Set exercise
Render every line of the listing below as a numbered list, leaving out blank lines and omitting the pictures.
• • • • •
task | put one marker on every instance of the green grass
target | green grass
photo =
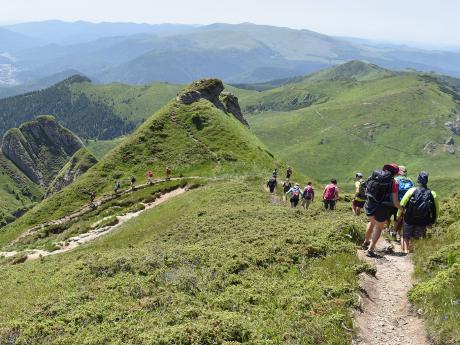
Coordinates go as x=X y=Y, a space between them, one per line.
x=99 y=148
x=359 y=125
x=17 y=191
x=194 y=140
x=218 y=264
x=437 y=261
x=129 y=102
• • • • •
Exercise output
1. task | put one marker on every instance of the green grass
2. target | green grass
3. photo =
4. Coordinates go as x=X y=Y, a space between them, one per line.
5. x=99 y=148
6. x=359 y=125
7. x=17 y=191
8. x=194 y=140
9. x=218 y=264
10. x=437 y=261
11. x=129 y=102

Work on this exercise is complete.